- [Document passage]:
______

Of course not. But then, following that fateful meeting in London, the scales fell from British eyes with remarkable speed. Within a few short years more than 300,000 people had joined a boycott of slave-grown sugar, and committees to abolish the slave trade were springing up in virtually every town and city, while Parliament was receiving more petitions on that subject than on any other. Slavery suddenly emerged as the hot topic du jour among London's popular debating societies. Within half a decade, the House of Commons had passed its first bill limiting the trade in human chattel, a rate of success that any modern human rights activist would envy.
Why were those twelve individuals so successful? One reason was simply the yawning gap between the reality of the slave trade and any semblance of Christian charity as perceived by the public. Britain dominated the international slave trade, and it wasn't just sailors, sea captains and businessmen who were in it up to their necks. Politicians and society ladies were too, as was the Church of England, which owned a plantation in Barbados where slaves were branded, fitted with iron collars and whipped when they tried to run away. Hypocrisy this monstrous couldn't help but shrivel when exposed to the light of day. As a consequence, the slave interests were immediately thrown on the defensive before a public that was shocked--shocked!--to discover what had been taking place under its nose for more than a century.

______

- [Extracted material]:
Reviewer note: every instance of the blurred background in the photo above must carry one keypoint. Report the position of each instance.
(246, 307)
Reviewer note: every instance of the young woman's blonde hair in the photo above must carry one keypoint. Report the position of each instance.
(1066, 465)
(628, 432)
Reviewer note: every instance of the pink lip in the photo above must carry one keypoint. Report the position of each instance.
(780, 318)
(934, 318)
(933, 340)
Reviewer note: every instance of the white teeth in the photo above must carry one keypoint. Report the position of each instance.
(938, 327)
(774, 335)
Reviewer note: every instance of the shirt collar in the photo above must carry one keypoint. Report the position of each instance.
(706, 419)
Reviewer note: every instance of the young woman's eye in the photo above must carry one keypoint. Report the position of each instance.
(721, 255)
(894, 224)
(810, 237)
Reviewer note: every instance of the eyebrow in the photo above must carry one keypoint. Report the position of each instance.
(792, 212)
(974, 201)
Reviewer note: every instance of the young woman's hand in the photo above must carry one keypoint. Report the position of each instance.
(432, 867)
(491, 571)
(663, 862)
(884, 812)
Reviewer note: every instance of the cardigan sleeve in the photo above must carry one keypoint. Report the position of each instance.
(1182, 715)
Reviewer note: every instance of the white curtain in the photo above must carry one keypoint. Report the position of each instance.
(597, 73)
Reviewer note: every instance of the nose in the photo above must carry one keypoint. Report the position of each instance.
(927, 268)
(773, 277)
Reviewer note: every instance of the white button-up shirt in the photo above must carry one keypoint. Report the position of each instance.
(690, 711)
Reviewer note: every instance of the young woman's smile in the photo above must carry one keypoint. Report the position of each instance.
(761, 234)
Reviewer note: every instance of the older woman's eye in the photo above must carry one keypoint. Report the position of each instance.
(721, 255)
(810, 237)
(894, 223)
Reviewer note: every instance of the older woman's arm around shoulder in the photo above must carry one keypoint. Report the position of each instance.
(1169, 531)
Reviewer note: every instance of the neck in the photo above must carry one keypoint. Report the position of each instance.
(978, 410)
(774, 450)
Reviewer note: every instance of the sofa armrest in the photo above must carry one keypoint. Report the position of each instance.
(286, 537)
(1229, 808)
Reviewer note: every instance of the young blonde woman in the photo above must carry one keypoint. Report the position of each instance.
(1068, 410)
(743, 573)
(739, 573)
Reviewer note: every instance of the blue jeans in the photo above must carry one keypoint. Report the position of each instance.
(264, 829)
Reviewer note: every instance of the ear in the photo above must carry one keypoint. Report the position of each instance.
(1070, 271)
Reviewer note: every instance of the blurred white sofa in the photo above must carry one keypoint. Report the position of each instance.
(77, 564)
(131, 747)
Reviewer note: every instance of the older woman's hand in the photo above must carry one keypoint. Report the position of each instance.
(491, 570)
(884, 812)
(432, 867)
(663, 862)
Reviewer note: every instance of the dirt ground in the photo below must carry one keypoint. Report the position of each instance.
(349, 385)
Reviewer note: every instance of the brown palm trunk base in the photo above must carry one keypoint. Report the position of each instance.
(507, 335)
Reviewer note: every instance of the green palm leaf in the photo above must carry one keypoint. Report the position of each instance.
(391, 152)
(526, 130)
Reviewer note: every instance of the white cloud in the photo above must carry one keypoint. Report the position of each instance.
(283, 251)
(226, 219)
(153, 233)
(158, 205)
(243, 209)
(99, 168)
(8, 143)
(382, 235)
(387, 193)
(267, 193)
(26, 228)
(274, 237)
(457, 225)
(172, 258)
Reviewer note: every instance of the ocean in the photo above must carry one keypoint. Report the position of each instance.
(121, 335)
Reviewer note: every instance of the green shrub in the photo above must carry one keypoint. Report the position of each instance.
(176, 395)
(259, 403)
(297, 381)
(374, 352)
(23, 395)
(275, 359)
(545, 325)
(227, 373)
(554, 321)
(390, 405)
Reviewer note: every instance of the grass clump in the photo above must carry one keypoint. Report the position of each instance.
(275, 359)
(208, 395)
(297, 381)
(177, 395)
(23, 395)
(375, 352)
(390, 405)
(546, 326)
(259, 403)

______

Please write what comes next in the passage on the British campaign against the slave trade, starting after its final sentence. The entries were taken from a different source than the passage on the British campaign against the slave trade.

As Adam Hochschild points out in Bury the Chains: Prophets and Rebels in the Fight to Free an Empire's Slaves, the result was not only a highly effective public campaign but a new kind of politics, one that was humanitarian, extra-parliamentary, and middle class. Not only did the new movement take aim at individual consciences; it called on individuals to stir other consciences by adopting various signs of solidarity. "Think of what you're likely to find in your mailbox--or electronic mailbox--over a month or two," Hochschild writes. "An invitation to join the local chapter of a national environmental group. If you say yes, a logo to put on your car bumper. A flier asking you to boycott California grapes or Guatemalan coffee. A poster to put in your window...." A bumper sticker does not change the environment by itself, of course (particularly if it is attached to a fossil fuel-consuming, greenhouse gas-emitting automobile). But it announces that the driver has scoured his or her own soul and invites others to do likewise. All these elements, Hochschild argues, had their origin in this pioneering human rights crusade.
Because those original crusaders were modern, in other words, we are modern, and because they were progressive, we--which is to say the middle-class, book-buying public that Hochschild is targeting--are progressive as well. To which the critical reader can only reply with a querulous "yes, but...." Yes, fliers, posters and such are now ubiquitous. But are individuals, or broad social forces, responsible for historical change? Are people like the twelve London activists whom Hochschild spotlights "causative," as the sociologists say, or are they bit actors who strut briefly upon the historical stage?